§ **DATASET ENTRIES**:
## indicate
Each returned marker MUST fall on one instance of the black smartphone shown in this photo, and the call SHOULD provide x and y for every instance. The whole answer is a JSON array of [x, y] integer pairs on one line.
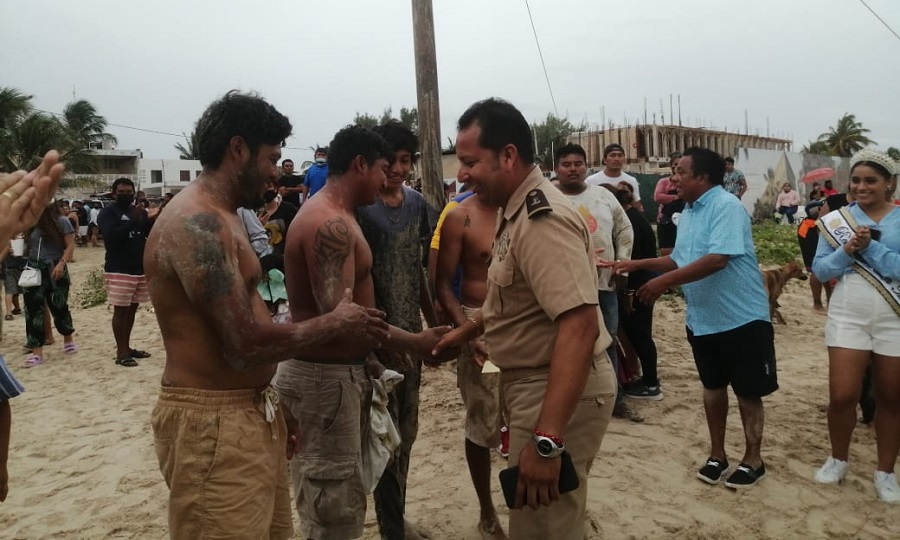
[[568, 479]]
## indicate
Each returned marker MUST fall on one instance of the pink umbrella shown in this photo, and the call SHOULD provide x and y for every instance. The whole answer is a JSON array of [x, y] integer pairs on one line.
[[817, 175]]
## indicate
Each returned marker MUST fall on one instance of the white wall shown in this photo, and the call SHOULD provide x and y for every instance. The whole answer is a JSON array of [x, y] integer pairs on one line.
[[158, 176]]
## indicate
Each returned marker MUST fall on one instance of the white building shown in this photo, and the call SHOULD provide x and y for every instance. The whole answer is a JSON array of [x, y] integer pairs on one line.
[[156, 177]]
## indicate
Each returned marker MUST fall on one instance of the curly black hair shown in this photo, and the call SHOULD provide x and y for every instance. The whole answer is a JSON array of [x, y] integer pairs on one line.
[[243, 115], [353, 141]]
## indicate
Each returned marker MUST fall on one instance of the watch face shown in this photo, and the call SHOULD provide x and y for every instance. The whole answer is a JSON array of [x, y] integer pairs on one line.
[[545, 447]]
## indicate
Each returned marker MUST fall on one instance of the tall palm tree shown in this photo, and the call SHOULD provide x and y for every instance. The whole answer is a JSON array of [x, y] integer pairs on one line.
[[846, 137], [13, 105], [191, 150], [29, 139], [85, 124]]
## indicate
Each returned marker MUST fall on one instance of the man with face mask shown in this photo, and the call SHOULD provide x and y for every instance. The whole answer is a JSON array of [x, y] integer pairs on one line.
[[125, 227], [276, 216], [317, 174]]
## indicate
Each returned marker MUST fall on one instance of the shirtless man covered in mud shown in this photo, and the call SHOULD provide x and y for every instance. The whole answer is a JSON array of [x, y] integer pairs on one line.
[[220, 434], [327, 253]]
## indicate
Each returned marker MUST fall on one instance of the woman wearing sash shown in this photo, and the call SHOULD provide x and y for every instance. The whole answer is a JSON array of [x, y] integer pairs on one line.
[[859, 245]]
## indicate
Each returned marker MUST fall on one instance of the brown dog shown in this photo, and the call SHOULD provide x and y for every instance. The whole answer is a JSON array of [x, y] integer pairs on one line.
[[774, 281]]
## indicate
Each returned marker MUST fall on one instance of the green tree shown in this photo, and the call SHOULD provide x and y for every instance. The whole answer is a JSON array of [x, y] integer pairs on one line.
[[408, 117], [365, 120], [189, 150], [26, 135], [86, 126], [551, 134], [846, 137]]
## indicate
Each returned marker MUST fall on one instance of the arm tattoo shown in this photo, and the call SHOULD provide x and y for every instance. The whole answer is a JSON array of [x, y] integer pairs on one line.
[[332, 247], [209, 255]]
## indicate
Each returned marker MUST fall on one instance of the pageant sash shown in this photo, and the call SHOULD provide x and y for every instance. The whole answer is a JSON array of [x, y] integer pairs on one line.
[[838, 228]]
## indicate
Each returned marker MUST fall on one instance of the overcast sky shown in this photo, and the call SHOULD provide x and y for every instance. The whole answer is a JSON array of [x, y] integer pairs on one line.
[[157, 64]]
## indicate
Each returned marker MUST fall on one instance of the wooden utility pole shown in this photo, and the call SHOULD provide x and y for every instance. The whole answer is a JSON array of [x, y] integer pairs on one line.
[[428, 104]]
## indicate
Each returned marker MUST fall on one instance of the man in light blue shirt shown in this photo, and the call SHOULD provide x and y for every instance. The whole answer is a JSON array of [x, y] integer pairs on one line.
[[728, 323]]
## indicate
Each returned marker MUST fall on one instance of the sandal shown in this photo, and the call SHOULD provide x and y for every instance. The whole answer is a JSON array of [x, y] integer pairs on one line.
[[33, 360], [126, 361]]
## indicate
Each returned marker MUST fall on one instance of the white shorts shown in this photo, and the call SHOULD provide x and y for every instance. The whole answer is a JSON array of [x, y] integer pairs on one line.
[[123, 290], [861, 319]]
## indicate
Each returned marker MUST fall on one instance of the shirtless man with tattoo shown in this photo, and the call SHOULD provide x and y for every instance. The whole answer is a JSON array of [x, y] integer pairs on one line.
[[327, 253], [220, 434], [467, 237]]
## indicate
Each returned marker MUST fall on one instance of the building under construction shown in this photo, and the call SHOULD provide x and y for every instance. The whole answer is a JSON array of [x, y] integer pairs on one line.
[[647, 147]]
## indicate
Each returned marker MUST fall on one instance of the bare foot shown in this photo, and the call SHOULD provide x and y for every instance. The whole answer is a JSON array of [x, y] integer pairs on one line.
[[491, 530], [414, 532]]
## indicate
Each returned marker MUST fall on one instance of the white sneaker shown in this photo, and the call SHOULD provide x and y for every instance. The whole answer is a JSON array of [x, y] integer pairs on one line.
[[886, 486], [833, 472]]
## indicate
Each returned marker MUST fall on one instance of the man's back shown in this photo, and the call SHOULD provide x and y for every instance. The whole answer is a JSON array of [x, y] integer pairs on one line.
[[330, 235], [185, 266]]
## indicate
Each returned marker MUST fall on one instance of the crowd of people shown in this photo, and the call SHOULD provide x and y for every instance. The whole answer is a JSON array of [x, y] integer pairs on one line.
[[542, 292]]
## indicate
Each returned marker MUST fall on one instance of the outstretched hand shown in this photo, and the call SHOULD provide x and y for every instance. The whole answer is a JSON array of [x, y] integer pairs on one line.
[[357, 322], [24, 195]]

§ **REQUIREMENT**:
Please copy the material again, starting with its first line and going on through the line with "[[568, 479]]", both ends included, and shift every coordinate in the answers by adding 26 to it. Leave the pictures out.

§ **EXERCISE ANSWER**:
## indicate
Each returned marker MUST fall on one instance of the black smartphone shown in this photo, and the call SHOULD provide x and y for every instance. The whole answer is a JSON array of [x, y] integer pairs on one line.
[[594, 505]]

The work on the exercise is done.